Faut-il bannir la voiture de Paris ?

📋  Le contexte  📋

En 1956, la crise du canal de Suez contraint certains pays à prendre des mesures drastiques sur le carburant. La Belgique, les Pays-Bas et la Suisse inaugurent alors des “dimanches sans voiture”. Ces opérations sont répétées à l’occasion de la crise pétrolière de 1973.

En 1996, se tient à Reykjavik, la capitale islandaise, la première journée sans voiture officielle. Elle a pour but de sensibiliser les automobilistes à adopter une mobilité propre et responsable.

En France, la ville de La Rochelle devient pionnière en réservant son centre-ville aux piétons dès 1997.

A l’échelle européenne, l’initiative de la “journée sans voiture” fut officiellement lancée en 1998. Depuis 2007, elle tend à être remplacée par une “semaine de la mobilité”, laquelle présente une thématique différente chaque année (par exemple le changement climatique en 2006).

## MATÉRIEL:

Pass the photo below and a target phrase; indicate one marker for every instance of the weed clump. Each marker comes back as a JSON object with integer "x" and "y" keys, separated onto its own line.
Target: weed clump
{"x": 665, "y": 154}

## CONSIGNE:
Selon l'extrait sur la place de la voiture à Paris, en quelle année La Rochelle a-t-elle réservé son centre-ville aux piétons ?

## CORRIGÉ:
En 1997.